- [Task details]
Render the records below, from the line with "of the distant" up to and including the line with "[1128, 149]", as a two-column CSV headed text and points. Give one row per record: its text in one quoted field and its answer in the other, with line breaks replaced by spaces.

· · · · ·

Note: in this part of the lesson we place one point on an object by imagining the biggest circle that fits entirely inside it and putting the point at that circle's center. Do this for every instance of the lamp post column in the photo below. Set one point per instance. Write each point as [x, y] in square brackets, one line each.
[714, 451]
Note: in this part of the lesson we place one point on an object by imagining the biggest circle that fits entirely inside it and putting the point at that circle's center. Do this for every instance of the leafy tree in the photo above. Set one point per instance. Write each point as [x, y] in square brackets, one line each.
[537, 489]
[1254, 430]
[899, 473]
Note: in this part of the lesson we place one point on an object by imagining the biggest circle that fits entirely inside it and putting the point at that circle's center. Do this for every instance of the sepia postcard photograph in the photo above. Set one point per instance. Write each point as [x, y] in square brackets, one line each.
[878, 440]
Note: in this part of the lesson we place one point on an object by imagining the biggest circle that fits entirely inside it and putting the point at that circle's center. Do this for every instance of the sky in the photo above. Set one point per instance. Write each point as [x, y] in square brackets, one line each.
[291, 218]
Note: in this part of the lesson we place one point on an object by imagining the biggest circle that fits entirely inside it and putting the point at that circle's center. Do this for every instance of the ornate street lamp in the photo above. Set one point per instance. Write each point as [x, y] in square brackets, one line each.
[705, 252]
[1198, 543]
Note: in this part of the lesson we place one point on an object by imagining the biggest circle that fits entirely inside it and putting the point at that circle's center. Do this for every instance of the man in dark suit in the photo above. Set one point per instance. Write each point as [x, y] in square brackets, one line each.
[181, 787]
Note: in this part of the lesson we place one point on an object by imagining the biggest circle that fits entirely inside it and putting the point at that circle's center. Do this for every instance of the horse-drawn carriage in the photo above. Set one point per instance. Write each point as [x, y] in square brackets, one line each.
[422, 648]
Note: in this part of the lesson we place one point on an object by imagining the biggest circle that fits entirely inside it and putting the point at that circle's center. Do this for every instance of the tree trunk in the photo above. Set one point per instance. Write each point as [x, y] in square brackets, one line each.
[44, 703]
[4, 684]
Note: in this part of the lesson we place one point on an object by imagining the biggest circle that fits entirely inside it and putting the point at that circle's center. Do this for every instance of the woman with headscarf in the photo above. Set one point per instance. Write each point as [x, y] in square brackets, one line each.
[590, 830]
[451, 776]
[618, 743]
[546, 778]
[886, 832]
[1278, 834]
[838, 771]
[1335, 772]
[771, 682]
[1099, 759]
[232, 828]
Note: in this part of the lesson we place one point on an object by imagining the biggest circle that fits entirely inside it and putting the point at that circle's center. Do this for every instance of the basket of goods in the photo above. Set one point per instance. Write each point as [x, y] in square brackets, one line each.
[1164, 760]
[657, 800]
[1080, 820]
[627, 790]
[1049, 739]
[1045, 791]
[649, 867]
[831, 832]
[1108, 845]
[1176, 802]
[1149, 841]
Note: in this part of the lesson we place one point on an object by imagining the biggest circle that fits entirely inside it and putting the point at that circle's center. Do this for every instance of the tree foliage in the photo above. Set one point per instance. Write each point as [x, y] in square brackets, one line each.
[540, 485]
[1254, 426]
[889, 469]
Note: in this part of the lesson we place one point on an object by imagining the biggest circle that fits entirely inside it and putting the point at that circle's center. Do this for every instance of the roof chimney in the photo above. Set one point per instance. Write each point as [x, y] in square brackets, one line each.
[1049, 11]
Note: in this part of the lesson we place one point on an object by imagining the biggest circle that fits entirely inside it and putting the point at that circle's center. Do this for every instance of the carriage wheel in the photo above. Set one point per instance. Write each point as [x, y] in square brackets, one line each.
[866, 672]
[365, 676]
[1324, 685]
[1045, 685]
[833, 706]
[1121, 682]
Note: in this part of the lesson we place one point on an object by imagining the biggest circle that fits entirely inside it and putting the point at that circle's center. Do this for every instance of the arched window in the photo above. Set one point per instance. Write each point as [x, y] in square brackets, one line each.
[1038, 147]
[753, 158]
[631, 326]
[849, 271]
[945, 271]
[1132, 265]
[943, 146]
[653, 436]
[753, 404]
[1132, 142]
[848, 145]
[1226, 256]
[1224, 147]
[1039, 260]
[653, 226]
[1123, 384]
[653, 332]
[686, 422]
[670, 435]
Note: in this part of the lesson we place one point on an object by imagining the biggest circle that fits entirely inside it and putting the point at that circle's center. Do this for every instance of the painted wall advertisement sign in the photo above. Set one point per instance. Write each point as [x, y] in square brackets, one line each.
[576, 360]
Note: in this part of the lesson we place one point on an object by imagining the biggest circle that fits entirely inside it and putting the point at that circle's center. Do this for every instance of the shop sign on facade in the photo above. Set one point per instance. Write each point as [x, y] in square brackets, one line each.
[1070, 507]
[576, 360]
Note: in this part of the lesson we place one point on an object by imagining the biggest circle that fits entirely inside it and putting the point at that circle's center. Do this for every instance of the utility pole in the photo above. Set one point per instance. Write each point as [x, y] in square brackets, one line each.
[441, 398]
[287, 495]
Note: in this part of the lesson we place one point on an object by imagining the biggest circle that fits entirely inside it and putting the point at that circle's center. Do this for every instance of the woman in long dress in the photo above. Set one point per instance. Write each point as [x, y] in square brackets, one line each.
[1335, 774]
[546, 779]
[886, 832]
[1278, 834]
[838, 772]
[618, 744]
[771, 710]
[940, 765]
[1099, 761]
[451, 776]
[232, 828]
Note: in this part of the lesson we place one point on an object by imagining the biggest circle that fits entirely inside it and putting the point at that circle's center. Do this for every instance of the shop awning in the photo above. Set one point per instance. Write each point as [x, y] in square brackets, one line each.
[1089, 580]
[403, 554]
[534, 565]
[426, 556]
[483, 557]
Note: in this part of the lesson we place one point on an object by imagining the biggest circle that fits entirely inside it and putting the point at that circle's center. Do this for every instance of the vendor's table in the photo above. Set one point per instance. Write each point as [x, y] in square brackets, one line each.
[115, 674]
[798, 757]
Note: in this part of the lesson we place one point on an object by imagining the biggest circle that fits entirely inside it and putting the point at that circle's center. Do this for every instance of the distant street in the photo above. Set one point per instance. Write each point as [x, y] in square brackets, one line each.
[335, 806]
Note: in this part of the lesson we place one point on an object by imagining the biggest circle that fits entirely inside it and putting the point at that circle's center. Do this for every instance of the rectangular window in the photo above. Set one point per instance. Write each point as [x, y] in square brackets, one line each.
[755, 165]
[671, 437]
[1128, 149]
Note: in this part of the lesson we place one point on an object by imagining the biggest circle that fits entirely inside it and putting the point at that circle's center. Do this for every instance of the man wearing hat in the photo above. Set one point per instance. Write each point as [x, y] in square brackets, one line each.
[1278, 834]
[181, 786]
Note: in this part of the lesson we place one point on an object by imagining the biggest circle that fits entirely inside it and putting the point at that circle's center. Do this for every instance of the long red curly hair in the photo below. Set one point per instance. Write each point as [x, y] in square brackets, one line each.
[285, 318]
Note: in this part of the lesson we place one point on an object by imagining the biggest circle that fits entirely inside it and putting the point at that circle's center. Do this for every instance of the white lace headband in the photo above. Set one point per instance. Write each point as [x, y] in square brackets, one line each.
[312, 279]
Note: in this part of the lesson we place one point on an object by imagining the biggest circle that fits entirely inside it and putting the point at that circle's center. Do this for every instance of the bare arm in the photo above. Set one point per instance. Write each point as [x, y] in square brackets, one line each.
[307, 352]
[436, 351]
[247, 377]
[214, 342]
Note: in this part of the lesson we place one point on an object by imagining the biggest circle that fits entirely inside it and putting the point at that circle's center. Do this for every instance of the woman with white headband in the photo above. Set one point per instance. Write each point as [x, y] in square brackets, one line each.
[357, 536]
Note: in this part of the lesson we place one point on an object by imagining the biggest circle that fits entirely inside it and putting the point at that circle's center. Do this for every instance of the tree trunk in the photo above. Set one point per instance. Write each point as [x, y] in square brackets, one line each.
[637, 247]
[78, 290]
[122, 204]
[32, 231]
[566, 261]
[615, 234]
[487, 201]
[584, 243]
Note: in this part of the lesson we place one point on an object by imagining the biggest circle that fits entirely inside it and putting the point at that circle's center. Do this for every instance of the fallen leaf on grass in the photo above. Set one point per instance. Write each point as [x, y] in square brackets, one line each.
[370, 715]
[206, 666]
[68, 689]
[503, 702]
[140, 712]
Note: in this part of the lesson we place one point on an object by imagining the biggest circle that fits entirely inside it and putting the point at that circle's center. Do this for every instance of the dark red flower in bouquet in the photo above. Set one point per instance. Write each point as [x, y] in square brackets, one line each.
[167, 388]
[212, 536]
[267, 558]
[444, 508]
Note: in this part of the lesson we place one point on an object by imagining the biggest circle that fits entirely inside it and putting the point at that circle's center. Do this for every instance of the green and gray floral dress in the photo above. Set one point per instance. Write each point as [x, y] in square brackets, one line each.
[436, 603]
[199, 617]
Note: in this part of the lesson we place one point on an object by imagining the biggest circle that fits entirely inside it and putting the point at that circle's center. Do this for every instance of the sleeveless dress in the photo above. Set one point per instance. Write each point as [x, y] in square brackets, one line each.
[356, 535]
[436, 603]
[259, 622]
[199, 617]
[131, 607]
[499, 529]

· · · · ·

- [Answer to this problem]
text,points
"Note: in this part of the lesson we place one point on an object by imagining the biggest circle that fits entirely inside it and putting the point at that circle's center. Do this for every instance of the distant street in the photo above. Set one point per instance. Write each point as [x, y] in square brackets, one line each.","[335, 806]"
"Note: in this part of the lesson we place one point on an object by imagining the biggest circle that fits entirely inside it and putting the point at that circle's center. Do this for every instance of the rectangular window in the photo above. Set one point per instance. Write each point as [x, y] in square brackets, one line each.","[755, 165] [671, 437] [1128, 149]"